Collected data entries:

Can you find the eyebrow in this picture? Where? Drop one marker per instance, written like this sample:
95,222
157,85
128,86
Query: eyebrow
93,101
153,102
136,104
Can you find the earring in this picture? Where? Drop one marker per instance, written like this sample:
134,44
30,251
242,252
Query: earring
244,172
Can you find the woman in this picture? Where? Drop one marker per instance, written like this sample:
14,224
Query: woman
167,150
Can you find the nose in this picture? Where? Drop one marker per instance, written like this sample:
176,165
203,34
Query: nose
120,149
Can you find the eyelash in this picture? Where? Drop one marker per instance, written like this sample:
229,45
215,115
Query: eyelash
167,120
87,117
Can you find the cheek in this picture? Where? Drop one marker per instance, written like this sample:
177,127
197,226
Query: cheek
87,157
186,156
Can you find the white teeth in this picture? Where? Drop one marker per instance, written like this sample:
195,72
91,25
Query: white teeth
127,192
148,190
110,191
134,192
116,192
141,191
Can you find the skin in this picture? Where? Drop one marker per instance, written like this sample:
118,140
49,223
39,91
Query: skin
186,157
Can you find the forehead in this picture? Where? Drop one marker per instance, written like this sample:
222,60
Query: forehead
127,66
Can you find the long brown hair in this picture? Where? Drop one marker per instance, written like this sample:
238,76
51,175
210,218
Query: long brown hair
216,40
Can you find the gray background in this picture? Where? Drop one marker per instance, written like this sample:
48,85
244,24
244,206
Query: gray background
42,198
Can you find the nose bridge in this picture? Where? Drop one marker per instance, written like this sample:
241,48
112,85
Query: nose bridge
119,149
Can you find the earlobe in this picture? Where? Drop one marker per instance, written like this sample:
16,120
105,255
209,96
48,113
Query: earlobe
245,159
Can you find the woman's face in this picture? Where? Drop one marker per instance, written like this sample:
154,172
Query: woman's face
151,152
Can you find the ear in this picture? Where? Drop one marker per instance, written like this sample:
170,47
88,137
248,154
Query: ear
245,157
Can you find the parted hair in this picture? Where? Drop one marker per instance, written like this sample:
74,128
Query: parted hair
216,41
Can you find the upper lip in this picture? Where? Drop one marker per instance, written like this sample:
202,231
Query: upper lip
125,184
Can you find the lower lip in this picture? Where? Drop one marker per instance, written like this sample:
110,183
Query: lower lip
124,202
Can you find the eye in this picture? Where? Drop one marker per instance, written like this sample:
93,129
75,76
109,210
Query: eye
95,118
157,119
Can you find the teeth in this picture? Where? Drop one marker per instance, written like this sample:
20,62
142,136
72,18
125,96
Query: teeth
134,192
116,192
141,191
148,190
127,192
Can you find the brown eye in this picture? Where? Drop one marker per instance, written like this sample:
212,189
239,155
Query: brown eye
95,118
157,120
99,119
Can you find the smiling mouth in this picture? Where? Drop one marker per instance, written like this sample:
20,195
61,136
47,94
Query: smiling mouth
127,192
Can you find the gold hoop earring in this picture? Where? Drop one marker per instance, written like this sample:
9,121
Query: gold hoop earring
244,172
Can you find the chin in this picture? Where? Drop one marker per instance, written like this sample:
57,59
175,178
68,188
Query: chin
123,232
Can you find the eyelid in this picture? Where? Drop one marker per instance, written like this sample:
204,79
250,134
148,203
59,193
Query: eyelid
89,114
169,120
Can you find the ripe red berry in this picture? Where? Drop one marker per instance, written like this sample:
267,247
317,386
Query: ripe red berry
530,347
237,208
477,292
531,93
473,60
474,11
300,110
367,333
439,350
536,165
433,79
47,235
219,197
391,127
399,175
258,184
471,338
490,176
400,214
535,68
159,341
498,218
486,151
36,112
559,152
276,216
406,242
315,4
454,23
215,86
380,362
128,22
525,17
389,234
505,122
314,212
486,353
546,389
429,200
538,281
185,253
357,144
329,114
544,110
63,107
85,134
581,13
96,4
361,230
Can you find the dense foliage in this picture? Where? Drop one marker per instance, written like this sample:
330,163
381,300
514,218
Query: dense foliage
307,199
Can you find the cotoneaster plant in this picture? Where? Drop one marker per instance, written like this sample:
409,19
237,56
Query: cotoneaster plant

#### [Your goal]
This calls for all of the entries above, repeated exactly.

#### [Reply]
Can you find the eyebrow in this picture? Where? Drop one marker per instance, written like this sample:
95,222
157,85
128,86
Query: eyebrow
93,101
153,102
136,104
Can you find the earring in this picture? Where? Drop one marker per instance, written like this sample:
134,44
30,251
242,252
Query: earring
244,172
Can you find the woman in this picture? Where? Drop one marker per instance, written like this sample:
14,224
Query: woman
167,150
Can you find the nose in this picture? Where? Drop one marker per instance, written like this sample:
176,165
203,34
Query: nose
120,149
Can you find the eyelash in this picture? Where? Drop one marker per instance, written like this sample:
229,45
215,115
Query: eyelash
167,120
87,117
Can you find the cheek in this picture? Where? Drop one marker per instance, written like this sample:
177,127
197,226
Query: cheek
87,157
186,156
Can you find the white teeth in this picture? Where? Drop one marker per instance, written like this sample:
195,72
91,25
Query: white teeth
127,192
148,190
110,191
134,192
116,192
141,191
Can you find the skin in this picture? Where? Drop one marker per instance, written like this sample:
118,140
49,223
39,91
Query: skin
186,157
Can you find the forehead in this picture? Where? Drop one marker per instance, written like this sample:
222,60
Query: forehead
127,66
Can you find the long brown hair in this picture? Where? Drop one marker per instance, written like this sample:
238,76
51,175
210,218
Query: long brown hair
216,40
Can you find the gray background in this picture? Where? Drop one marker per instance, written like this sample:
48,85
244,24
244,206
Query: gray background
42,198
Can you find the nose bridge in this picture? Where? Drop one marker per instance, written like this sample:
241,48
112,85
Query: nose bridge
119,149
Can you find the earlobe in this picture? Where? Drop one marker per instance, written like this sample:
16,120
105,255
209,96
48,113
Query: earlobe
245,159
Can you find the woman's face in this picture? Where? Drop one marker per instance, written like this sample:
154,172
Query: woman's face
151,152
Can you find the ear in this picture? Where? Drop one marker per instance, written like this sample:
170,47
88,137
248,154
Query: ear
245,157
Can you find the parted hair in this picture? Where? Drop one marker per instance, written like this sample:
74,128
Query: parted hair
216,41
Can you find the upper lip in this picture? Where? Drop one marker per instance, written like this sample:
202,231
Query: upper lip
125,184
Can you find the lower lip in this picture? Where? Drop one marker per instance, written like this sample:
110,183
Query: lower lip
124,202
Can you find the eye in this picture? Where? Drop one marker per instance, written like this sample:
93,129
75,76
109,210
Query: eye
95,118
157,119
Can you find the teeth in this picture? Where? Drop one marker per instance, written like this sample:
20,62
142,136
72,18
125,96
Query: teeth
134,192
116,192
141,191
148,190
127,192
Can you find the brown eye in this picture? Where? Drop one marker per instance, written like this sample:
212,189
239,155
Query: brown eye
95,118
157,120
99,119
Can you find the smiling mouth in this picture? Where? Drop one marker per instance, written like this sample:
20,195
61,136
47,94
Query: smiling mouth
127,192
Can you find the gold hoop earring in this picture? Where? Drop one marker per instance, written like this sample:
9,121
Query: gold hoop earring
244,172
Can you find the chin in this picture? Where? Drop one marker per instance, written like this sample:
57,59
175,178
68,188
Query: chin
123,232
Can you find the eyelid in this picture? Where? Drop one marker per instance, written like this sample:
204,79
250,134
148,203
59,193
Query: eyelid
89,114
169,120
Can you find the ripe red berry in this picture? Where? Drop one marker per instance, written like this sample:
267,247
317,386
Query: ripe red berry
530,347
237,208
477,292
531,93
473,60
474,11
300,110
367,333
439,350
536,165
433,79
47,235
219,197
391,127
399,175
258,184
471,338
490,176
400,214
535,68
159,341
498,218
486,151
36,112
559,152
276,216
406,242
315,4
454,23
215,86
380,362
128,22
525,17
389,234
505,122
314,212
486,353
546,389
429,200
538,281
185,253
357,144
329,114
544,110
63,107
85,134
581,13
96,4
361,230
Can you find the dense foliage in this picture? Where? Drop one marker per instance, written like this sample:
330,163
381,300
514,218
Query: dense foliage
307,199
Can you find the cotoneaster plant in this picture? Where? Drop one marker per instance, written like this sample:
409,19
237,56
Query: cotoneaster plant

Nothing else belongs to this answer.